Task data:

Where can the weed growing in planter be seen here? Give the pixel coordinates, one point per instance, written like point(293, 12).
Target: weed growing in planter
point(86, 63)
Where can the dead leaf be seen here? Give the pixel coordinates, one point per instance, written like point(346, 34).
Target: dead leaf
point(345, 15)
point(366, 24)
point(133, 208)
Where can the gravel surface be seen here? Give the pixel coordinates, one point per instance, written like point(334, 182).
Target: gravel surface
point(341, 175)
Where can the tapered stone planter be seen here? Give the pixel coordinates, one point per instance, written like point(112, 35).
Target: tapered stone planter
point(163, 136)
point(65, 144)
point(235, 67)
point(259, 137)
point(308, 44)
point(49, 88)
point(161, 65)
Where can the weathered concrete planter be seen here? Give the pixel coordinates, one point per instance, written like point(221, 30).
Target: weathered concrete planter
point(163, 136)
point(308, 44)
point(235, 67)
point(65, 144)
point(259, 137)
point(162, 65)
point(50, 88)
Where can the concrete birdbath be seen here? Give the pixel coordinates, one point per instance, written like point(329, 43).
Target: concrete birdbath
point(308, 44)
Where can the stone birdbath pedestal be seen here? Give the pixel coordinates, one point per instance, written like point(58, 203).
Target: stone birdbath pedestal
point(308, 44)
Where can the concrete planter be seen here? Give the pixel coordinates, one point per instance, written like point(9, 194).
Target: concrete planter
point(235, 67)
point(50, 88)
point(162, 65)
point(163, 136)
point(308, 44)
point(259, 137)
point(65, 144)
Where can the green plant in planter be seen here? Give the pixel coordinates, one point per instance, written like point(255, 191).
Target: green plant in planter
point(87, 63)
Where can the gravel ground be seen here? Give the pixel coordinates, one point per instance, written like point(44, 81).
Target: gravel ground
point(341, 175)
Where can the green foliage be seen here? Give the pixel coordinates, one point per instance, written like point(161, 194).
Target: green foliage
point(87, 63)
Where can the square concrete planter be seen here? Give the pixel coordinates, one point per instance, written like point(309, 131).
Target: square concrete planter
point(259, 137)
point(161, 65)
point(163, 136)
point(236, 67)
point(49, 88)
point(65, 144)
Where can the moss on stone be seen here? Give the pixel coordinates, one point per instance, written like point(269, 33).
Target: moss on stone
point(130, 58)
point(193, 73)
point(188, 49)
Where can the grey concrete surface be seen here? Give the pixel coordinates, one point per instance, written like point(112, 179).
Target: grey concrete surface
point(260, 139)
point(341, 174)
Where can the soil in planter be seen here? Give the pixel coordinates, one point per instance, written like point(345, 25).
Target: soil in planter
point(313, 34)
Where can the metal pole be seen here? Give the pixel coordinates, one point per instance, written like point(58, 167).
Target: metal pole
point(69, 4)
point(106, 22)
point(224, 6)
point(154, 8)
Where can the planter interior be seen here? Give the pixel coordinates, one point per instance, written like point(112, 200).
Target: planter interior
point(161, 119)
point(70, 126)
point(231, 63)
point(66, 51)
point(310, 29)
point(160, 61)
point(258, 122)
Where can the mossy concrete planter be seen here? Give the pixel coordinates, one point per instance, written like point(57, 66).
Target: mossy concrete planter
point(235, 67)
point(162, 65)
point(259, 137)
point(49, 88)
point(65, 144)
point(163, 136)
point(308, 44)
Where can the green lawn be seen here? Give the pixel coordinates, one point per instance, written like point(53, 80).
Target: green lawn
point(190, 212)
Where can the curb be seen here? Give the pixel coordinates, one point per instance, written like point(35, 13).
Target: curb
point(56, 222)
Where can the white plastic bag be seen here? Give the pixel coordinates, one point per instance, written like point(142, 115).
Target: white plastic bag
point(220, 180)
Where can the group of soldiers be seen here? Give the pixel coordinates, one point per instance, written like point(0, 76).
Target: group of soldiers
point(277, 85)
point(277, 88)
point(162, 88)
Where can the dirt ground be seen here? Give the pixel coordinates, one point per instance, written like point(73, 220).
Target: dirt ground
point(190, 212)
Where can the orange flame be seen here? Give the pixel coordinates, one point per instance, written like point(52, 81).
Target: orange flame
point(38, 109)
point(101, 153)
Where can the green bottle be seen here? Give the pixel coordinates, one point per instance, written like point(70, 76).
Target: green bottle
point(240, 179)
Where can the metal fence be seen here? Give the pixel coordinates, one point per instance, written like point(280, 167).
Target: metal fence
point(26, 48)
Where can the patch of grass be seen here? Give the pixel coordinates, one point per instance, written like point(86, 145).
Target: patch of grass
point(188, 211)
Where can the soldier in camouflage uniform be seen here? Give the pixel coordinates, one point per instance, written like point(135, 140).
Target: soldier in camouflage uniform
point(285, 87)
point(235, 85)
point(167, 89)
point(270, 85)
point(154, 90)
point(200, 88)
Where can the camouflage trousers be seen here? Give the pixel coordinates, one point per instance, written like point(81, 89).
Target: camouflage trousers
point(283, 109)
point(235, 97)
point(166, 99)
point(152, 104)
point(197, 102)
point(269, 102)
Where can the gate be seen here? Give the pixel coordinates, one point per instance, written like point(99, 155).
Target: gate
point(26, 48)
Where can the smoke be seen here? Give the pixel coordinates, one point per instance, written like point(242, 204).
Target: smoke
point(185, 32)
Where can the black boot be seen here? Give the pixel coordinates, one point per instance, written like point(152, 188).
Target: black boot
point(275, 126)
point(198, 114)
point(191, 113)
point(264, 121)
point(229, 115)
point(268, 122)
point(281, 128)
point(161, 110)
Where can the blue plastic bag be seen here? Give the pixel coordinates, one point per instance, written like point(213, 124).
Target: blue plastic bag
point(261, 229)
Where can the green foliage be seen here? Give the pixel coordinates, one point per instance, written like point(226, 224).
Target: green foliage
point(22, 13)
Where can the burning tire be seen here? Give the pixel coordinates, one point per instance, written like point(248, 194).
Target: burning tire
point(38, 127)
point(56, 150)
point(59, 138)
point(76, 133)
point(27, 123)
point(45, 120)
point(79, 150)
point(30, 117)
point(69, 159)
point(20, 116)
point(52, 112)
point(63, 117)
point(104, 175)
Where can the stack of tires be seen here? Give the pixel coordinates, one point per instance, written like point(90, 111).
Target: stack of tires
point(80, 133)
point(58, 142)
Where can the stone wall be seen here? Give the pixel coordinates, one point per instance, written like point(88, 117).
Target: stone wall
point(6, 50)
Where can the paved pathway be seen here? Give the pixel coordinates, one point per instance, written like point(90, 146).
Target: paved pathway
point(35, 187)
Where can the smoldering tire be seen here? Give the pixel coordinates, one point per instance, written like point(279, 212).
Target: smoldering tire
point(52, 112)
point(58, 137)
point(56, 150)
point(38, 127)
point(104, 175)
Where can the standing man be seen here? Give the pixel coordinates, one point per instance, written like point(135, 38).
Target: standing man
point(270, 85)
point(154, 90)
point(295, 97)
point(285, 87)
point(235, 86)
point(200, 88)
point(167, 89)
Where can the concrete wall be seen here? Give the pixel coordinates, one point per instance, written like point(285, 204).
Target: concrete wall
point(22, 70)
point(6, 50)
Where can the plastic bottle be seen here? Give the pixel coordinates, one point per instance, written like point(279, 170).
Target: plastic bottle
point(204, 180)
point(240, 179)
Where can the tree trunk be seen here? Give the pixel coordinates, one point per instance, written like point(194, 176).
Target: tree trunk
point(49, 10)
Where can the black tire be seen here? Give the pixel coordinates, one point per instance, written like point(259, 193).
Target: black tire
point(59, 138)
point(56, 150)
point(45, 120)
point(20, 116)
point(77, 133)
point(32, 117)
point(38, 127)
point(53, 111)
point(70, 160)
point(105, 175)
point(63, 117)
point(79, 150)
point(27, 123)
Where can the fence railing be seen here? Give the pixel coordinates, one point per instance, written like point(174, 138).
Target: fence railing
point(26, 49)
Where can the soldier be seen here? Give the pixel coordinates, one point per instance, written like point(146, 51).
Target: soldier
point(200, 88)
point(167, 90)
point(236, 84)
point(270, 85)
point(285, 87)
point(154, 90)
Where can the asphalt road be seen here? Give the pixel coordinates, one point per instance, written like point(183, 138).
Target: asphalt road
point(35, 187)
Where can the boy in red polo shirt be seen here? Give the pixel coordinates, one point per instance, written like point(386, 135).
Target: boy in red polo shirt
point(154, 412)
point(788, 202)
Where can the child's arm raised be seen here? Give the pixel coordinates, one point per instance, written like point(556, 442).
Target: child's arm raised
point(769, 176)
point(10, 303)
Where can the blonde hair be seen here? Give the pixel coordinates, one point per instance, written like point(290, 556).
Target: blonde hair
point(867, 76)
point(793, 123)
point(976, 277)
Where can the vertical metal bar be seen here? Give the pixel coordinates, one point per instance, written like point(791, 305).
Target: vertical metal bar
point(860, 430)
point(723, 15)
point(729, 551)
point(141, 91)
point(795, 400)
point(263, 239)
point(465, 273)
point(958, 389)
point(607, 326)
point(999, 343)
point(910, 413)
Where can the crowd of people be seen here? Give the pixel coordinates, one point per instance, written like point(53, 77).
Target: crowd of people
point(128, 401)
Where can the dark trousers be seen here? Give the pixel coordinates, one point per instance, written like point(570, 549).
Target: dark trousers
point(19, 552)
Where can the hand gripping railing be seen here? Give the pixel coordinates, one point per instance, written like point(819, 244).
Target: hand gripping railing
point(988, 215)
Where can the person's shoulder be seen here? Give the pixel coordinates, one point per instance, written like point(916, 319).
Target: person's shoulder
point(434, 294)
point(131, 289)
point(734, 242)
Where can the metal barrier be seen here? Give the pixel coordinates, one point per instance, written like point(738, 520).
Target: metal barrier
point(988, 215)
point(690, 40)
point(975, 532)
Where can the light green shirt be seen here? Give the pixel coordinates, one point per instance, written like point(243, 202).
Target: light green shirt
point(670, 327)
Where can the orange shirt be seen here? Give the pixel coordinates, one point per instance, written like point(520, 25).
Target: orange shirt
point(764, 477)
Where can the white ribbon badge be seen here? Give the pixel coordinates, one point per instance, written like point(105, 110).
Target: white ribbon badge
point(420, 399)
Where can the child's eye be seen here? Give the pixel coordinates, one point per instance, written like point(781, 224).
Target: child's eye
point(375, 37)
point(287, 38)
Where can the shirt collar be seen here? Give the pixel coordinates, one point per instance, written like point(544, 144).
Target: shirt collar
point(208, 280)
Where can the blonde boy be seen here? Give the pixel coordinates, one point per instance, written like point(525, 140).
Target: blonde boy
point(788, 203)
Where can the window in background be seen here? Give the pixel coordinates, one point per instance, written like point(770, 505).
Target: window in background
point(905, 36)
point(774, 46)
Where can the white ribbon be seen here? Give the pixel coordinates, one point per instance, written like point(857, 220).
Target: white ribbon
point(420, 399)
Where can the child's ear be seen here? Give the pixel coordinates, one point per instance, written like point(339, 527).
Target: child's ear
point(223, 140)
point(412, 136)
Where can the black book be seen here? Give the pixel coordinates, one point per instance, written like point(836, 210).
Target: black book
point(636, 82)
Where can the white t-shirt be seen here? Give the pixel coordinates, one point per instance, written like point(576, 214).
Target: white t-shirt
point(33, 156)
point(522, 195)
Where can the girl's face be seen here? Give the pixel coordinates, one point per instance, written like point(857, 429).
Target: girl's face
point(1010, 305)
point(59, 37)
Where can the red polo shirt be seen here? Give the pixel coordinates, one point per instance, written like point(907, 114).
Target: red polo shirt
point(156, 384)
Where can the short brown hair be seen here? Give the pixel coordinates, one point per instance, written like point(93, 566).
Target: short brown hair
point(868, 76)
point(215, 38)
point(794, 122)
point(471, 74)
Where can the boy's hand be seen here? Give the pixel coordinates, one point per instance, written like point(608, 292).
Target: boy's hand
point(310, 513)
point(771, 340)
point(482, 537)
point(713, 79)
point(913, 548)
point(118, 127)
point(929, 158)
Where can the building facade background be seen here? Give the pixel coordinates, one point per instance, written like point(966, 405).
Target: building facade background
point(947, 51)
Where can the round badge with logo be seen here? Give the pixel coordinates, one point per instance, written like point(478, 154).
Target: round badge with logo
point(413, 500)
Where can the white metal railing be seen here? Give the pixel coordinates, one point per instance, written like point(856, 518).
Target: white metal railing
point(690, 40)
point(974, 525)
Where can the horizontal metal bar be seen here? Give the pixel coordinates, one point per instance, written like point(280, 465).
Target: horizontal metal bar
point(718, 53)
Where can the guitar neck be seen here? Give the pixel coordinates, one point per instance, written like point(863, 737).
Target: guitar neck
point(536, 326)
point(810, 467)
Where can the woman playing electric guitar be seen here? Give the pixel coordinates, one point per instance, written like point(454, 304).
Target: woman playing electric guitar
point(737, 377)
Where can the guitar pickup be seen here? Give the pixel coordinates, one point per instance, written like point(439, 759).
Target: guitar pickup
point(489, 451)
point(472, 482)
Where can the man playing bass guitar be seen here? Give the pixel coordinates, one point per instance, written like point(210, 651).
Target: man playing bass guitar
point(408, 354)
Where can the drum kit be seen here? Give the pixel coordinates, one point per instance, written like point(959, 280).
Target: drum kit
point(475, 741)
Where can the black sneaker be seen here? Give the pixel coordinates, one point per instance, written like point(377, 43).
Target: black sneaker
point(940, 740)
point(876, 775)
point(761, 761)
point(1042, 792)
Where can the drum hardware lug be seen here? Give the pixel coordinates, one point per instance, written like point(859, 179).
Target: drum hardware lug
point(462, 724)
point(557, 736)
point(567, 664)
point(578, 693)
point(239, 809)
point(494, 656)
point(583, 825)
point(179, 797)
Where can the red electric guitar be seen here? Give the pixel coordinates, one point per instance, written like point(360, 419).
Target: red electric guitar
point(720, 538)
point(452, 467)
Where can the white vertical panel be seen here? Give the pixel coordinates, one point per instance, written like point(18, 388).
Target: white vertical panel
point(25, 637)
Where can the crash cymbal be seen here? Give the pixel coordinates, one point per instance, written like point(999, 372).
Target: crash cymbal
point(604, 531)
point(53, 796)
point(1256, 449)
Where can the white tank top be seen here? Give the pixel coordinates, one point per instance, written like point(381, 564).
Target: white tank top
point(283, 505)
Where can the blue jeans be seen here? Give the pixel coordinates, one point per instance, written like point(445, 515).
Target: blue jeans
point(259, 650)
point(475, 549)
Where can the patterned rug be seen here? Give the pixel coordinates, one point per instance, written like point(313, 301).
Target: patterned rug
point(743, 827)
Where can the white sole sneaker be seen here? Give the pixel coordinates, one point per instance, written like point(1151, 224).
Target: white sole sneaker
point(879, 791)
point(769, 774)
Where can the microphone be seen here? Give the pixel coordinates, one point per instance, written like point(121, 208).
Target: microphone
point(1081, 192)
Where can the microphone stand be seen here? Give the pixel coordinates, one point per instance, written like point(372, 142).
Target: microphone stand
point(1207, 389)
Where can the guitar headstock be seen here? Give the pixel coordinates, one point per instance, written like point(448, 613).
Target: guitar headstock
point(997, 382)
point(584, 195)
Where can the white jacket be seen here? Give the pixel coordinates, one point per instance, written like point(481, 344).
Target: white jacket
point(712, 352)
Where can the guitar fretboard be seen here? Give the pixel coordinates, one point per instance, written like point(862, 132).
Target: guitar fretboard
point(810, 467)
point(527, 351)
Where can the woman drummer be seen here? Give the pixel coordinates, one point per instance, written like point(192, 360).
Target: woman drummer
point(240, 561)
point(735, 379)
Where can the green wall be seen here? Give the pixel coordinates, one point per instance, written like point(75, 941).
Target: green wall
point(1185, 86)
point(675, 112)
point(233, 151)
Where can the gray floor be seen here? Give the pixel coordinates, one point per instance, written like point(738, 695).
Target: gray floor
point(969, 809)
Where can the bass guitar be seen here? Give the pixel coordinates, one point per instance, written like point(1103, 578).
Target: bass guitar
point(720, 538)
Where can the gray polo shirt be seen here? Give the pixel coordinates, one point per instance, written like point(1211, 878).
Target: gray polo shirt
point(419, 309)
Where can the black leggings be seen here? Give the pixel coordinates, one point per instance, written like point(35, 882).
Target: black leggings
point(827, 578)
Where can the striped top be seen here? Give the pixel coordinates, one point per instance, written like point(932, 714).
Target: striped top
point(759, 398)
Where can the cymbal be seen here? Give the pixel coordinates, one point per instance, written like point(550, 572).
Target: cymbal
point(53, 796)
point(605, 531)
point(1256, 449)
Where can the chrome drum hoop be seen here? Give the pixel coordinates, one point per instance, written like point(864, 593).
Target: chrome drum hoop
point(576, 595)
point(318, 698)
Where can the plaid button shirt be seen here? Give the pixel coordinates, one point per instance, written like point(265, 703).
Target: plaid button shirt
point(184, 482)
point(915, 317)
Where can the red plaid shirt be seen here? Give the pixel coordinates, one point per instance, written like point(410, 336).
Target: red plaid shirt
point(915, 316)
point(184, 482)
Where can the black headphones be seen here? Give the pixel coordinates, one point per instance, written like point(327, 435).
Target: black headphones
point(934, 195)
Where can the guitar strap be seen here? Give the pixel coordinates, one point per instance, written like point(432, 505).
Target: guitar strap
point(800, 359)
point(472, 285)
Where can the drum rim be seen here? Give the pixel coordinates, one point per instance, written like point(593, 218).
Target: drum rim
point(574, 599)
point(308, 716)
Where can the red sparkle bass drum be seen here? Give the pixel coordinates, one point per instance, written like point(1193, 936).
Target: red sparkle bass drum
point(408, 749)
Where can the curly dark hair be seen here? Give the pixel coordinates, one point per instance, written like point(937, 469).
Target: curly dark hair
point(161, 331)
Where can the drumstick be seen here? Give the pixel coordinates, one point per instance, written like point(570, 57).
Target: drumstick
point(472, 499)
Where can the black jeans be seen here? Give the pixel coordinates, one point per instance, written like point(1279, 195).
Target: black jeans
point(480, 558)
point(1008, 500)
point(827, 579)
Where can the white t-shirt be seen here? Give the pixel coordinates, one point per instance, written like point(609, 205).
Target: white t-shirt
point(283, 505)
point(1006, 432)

Written instruction:
Every line from the one containing "Where can the curly" through the end of the data must be repeated exactly, and no other line.

Exercise response:
Where can the curly dark hair be seen here? Give the pixel coordinates, one point per instance, written like point(937, 469).
Target: curly dark hair
point(161, 331)
Where can the drumstick be seen here? Give the pixel coordinates, one point per instance, written like point(570, 57).
Target: drumstick
point(472, 499)
Where can the black jeans be seen here? Give the pixel coordinates, one point per instance, written like point(1279, 195).
Target: black jeans
point(480, 558)
point(1008, 500)
point(827, 579)
Where can the white t-shirt be seen here? Give the pixel coordinates, one point per instance, written like point(609, 205).
Target: white t-shirt
point(283, 505)
point(1006, 432)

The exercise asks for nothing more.